====== RECORDS FOR THE EXERCISE ======
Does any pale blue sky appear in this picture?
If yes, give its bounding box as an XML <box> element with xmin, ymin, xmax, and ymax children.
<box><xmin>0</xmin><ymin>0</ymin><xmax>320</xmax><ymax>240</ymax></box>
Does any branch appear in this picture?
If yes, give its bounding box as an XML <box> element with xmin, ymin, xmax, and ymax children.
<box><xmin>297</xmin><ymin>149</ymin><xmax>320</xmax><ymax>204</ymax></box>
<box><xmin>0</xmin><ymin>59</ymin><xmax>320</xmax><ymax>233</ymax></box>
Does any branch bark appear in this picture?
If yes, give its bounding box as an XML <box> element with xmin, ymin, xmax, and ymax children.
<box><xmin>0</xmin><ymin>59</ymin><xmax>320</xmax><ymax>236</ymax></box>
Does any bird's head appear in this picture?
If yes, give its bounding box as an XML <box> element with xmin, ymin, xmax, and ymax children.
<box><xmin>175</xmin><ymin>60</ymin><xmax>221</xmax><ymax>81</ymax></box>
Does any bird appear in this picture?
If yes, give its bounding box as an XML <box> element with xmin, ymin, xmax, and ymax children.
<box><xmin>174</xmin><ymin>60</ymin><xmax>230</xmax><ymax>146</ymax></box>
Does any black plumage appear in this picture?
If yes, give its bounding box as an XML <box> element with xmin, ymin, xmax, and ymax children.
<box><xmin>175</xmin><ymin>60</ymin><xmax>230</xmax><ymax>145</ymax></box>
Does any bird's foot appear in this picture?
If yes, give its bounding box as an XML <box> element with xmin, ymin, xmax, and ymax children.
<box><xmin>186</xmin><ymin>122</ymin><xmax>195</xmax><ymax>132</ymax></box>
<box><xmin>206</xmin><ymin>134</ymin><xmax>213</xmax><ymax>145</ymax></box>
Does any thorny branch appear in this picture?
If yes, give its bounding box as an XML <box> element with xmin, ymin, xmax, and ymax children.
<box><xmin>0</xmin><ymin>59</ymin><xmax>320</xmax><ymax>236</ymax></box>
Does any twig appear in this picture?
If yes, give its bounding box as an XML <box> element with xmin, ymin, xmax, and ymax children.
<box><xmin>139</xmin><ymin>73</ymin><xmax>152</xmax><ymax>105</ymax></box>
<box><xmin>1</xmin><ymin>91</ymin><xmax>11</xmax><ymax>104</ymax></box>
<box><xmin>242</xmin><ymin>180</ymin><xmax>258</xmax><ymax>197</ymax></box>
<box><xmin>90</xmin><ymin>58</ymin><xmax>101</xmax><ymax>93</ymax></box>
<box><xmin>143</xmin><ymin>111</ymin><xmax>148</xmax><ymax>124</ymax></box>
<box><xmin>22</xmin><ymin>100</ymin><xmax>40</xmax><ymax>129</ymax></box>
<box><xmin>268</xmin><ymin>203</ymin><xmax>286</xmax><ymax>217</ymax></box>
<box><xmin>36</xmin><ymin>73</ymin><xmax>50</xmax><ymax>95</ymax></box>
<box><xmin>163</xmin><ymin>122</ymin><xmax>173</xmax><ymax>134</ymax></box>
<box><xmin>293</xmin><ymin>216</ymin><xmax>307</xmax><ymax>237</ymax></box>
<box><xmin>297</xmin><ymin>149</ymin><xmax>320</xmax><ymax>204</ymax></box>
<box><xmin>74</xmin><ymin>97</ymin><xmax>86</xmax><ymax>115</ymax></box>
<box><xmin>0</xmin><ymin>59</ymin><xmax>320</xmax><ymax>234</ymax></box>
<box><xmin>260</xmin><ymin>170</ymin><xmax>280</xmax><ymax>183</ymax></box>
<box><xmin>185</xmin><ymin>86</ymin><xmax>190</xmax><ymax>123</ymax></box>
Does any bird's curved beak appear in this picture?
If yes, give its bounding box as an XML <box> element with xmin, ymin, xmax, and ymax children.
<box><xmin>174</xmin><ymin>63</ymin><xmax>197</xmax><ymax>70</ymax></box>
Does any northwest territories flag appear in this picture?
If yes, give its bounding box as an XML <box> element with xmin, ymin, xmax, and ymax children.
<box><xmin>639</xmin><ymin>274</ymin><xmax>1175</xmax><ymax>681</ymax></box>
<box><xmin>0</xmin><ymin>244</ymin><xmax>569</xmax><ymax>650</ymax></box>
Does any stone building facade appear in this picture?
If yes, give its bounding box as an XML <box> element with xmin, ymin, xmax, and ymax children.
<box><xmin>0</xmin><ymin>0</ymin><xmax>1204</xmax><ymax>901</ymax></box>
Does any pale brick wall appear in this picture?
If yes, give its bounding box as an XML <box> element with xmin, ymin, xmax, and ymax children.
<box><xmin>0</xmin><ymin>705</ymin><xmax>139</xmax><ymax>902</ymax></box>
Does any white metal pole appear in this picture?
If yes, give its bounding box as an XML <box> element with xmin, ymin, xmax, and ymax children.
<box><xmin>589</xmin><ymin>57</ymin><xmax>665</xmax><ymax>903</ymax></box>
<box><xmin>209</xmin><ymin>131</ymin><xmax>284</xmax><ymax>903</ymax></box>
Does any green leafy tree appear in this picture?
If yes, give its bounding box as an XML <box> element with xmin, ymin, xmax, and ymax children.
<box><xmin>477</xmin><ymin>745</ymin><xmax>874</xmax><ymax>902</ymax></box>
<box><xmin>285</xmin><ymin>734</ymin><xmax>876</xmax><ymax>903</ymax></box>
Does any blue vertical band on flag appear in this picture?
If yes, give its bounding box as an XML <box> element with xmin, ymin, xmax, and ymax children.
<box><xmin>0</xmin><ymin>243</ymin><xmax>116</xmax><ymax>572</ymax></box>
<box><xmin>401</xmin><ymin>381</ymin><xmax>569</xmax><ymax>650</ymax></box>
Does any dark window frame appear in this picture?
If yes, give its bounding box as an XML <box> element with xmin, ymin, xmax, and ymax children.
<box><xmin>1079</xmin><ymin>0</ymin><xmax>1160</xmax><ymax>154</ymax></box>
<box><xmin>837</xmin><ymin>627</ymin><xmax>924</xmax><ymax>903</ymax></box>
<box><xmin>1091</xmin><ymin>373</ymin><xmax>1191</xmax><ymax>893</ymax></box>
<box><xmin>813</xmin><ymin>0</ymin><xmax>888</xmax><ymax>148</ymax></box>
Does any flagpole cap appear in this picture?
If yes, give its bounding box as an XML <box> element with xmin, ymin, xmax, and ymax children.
======
WRITTEN INSTRUCTION
Show every line of the listing above that contains the word "pale", matching case exactly.

RESULT FOR THIS TASK
Does any pale blue sky appear in this picture?
Does any pale brick wall appear in this picture?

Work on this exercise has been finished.